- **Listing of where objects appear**

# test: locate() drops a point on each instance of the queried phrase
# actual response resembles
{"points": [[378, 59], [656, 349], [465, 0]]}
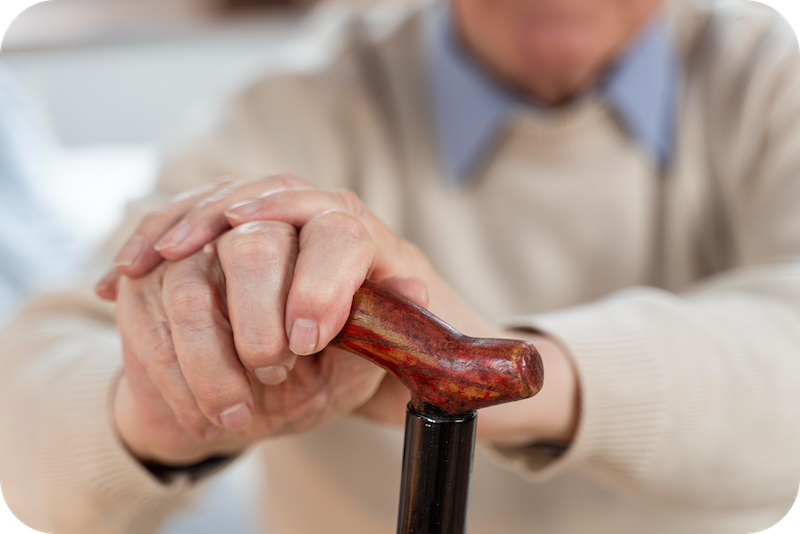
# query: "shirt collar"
{"points": [[471, 108]]}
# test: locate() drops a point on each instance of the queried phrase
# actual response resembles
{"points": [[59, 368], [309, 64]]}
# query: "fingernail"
{"points": [[132, 249], [236, 418], [213, 433], [271, 375], [174, 237], [242, 209], [107, 282], [304, 336]]}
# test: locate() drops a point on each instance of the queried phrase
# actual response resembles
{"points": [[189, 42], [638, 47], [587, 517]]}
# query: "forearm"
{"points": [[62, 464], [549, 417], [690, 398]]}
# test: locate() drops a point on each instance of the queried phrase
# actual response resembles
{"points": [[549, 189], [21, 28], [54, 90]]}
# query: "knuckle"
{"points": [[315, 296], [351, 202], [186, 299], [252, 242], [160, 352], [253, 348], [224, 190], [284, 179], [213, 397], [341, 223]]}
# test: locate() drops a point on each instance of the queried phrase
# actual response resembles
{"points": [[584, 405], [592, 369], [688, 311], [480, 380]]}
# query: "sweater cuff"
{"points": [[623, 397], [89, 450]]}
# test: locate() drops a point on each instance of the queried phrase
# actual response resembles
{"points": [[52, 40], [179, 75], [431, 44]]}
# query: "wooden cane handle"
{"points": [[443, 368]]}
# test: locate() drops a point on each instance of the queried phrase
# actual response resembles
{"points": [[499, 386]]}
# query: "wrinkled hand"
{"points": [[269, 303], [207, 357]]}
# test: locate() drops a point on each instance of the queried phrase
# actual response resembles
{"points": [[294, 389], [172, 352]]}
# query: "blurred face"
{"points": [[550, 49]]}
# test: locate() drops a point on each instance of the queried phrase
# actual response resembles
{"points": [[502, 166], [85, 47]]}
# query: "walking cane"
{"points": [[450, 376]]}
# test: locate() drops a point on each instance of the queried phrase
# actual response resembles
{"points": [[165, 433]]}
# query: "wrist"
{"points": [[150, 440], [550, 416]]}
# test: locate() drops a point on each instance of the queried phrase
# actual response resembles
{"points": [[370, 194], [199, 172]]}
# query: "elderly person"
{"points": [[617, 182]]}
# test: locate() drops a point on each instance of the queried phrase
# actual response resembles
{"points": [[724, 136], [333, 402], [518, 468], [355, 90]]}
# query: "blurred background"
{"points": [[93, 94]]}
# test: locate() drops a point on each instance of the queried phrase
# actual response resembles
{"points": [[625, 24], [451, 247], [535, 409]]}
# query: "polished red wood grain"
{"points": [[443, 368]]}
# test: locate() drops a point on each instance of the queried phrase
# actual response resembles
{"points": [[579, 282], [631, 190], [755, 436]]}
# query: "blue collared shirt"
{"points": [[471, 108]]}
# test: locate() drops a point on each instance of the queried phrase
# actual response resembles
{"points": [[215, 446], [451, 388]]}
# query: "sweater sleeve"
{"points": [[692, 396], [63, 468]]}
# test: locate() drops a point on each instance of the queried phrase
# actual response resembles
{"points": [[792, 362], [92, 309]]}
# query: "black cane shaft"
{"points": [[437, 464]]}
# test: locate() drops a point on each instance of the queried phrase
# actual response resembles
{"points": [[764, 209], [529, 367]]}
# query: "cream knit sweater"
{"points": [[678, 297]]}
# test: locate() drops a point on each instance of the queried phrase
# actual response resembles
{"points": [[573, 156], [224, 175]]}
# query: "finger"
{"points": [[206, 221], [138, 256], [410, 287], [194, 297], [145, 332], [298, 207], [336, 255], [258, 261], [106, 288]]}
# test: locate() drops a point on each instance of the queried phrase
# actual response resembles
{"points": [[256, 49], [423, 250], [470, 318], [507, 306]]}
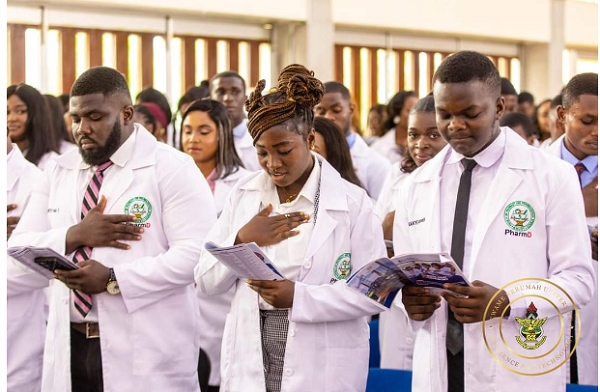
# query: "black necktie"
{"points": [[454, 330]]}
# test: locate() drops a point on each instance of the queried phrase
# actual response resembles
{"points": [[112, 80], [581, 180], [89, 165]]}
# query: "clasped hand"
{"points": [[267, 230], [277, 293], [420, 303], [103, 230]]}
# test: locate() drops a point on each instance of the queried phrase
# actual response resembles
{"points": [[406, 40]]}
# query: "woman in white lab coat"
{"points": [[396, 338], [207, 137], [29, 124], [308, 332]]}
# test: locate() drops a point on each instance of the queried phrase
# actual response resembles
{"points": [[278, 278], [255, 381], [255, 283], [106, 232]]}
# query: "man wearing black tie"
{"points": [[461, 197]]}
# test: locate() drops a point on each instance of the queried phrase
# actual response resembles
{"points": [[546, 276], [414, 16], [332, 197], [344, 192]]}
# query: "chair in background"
{"points": [[374, 355], [389, 380]]}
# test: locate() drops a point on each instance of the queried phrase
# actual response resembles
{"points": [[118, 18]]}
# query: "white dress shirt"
{"points": [[119, 158], [483, 174]]}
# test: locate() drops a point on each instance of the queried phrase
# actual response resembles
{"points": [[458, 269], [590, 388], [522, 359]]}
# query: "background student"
{"points": [[206, 136], [578, 113]]}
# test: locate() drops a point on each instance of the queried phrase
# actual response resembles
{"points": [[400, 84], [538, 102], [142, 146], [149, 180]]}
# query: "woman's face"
{"points": [[424, 140], [141, 119], [408, 104], [544, 117], [320, 147], [284, 154], [16, 118], [199, 137]]}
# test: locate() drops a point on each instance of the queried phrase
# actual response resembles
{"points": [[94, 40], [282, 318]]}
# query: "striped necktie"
{"points": [[83, 302], [580, 168]]}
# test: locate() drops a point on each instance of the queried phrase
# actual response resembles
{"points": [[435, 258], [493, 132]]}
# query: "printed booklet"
{"points": [[247, 261], [380, 280], [41, 260]]}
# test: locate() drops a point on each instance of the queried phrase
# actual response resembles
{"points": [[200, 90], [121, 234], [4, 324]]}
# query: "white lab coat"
{"points": [[396, 337], [214, 308], [371, 168], [558, 250], [328, 337], [587, 350], [386, 146], [150, 332], [25, 316], [247, 152]]}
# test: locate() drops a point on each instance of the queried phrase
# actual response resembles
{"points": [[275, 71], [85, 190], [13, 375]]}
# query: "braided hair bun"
{"points": [[296, 94]]}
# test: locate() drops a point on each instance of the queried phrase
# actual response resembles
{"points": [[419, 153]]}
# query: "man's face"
{"points": [[526, 108], [231, 92], [339, 110], [97, 124], [510, 103], [467, 115], [581, 126]]}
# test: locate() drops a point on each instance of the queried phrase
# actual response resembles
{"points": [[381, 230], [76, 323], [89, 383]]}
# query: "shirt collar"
{"points": [[487, 157], [125, 152], [240, 130], [590, 162]]}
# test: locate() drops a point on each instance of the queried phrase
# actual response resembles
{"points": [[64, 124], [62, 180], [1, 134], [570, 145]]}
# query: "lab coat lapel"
{"points": [[144, 154], [330, 199], [517, 155]]}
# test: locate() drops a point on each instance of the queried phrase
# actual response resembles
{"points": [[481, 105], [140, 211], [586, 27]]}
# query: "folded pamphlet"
{"points": [[247, 261], [44, 261], [380, 280]]}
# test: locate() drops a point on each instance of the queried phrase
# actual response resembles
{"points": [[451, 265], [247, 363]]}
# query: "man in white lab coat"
{"points": [[229, 88], [500, 169], [127, 319], [578, 113], [25, 315], [371, 167]]}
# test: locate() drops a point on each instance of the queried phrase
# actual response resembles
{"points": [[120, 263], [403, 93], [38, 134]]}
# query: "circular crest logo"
{"points": [[519, 215], [140, 207], [342, 267], [535, 339]]}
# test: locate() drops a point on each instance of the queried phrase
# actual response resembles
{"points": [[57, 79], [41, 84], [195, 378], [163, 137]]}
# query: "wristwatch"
{"points": [[112, 287]]}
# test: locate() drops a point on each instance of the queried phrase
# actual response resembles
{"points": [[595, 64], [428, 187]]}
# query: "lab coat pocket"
{"points": [[165, 337], [347, 355]]}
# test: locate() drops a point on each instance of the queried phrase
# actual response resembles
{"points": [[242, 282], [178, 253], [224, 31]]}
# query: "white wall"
{"points": [[509, 19], [581, 24]]}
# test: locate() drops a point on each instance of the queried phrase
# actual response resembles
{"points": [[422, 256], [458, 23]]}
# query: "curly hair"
{"points": [[291, 103]]}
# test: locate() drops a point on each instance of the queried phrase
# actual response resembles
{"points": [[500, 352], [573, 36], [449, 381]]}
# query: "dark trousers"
{"points": [[86, 363], [456, 371]]}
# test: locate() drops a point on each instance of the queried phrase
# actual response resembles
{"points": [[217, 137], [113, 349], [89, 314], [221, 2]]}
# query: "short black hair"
{"points": [[194, 93], [228, 74], [424, 105], [337, 87], [466, 66], [506, 87], [150, 94], [556, 101], [514, 119], [525, 97], [580, 84], [100, 80]]}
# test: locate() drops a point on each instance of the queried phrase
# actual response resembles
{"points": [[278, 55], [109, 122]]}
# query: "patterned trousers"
{"points": [[274, 326]]}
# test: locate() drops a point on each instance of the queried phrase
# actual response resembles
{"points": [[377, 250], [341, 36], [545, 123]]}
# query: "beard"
{"points": [[99, 155]]}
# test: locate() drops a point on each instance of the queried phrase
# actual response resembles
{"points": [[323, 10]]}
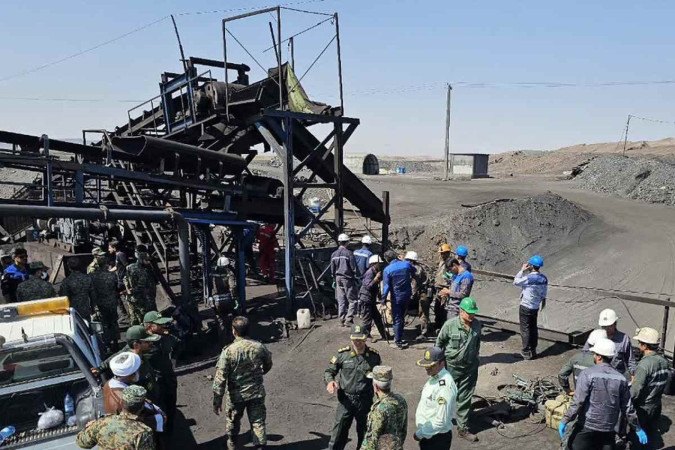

- **WHAT THE TASK REQUIRES**
Gather every line of the listing above that contains the string "trousers", treating uppercase and lowercase as different.

- **RESPONSE TO THE TASK**
# query: "dark trousers"
# query: "patterned trousers"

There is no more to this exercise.